• _Records shown_
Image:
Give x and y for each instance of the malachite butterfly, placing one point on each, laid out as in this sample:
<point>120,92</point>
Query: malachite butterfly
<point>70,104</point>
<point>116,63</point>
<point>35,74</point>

• _Task instructions_
Copy out the entries. Change nothing.

• _Exercise result_
Image:
Give x and y for each instance of the malachite butterfly, placing one point on each, laid out as in this sample:
<point>120,92</point>
Query: malachite butterfly
<point>70,104</point>
<point>116,63</point>
<point>35,74</point>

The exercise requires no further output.